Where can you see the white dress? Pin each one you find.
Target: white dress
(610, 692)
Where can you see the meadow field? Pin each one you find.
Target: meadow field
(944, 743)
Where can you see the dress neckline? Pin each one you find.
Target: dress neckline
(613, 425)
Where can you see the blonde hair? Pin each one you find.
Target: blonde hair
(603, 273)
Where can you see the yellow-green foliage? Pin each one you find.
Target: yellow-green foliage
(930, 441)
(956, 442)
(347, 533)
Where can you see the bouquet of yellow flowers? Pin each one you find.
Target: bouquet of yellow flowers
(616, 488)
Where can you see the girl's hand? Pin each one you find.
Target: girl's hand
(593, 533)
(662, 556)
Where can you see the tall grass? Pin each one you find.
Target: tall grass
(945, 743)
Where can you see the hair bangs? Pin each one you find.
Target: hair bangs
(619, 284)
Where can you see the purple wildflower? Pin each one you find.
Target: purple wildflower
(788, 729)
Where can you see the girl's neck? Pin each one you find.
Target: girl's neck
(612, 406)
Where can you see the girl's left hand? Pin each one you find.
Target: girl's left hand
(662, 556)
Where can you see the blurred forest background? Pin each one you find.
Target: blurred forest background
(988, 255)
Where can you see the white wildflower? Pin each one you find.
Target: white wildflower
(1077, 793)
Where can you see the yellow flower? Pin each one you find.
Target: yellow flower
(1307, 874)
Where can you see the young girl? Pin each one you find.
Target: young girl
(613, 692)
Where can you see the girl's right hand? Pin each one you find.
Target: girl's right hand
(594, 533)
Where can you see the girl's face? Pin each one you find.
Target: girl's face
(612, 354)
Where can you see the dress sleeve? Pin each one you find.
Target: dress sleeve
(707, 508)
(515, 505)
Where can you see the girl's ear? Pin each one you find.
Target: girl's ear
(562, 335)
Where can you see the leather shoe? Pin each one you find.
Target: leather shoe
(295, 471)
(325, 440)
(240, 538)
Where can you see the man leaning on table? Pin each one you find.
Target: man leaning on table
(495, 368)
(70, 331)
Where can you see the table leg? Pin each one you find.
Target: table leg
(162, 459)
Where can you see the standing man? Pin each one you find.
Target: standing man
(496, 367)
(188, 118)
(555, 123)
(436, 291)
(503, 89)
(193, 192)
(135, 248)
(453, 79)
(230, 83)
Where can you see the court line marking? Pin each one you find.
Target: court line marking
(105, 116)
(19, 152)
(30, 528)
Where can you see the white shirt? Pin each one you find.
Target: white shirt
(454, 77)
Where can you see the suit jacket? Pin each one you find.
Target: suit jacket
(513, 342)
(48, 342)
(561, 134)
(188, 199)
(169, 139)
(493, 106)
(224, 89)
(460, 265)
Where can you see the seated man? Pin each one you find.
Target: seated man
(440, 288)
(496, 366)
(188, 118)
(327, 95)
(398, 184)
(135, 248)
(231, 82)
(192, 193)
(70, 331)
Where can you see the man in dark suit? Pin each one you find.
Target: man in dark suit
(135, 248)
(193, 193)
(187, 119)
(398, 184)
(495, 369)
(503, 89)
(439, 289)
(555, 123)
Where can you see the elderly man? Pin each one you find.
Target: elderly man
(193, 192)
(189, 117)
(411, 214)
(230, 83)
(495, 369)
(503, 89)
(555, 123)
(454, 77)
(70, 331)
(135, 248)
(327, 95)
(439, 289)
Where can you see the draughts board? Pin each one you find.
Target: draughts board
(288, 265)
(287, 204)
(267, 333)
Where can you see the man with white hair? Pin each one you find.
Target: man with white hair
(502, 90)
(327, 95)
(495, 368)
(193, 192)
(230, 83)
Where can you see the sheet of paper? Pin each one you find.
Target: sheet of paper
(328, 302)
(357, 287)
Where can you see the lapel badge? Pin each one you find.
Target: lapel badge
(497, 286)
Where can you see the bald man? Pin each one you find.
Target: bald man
※
## Exercise description
Return exactly the run of lines that opens with the one containing "Target: lapel badge" and closes with the last line of the records above.

## Exercise output
Target: lapel badge
(497, 286)
Where can you see the bald man? Pin each one you find.
Target: bald man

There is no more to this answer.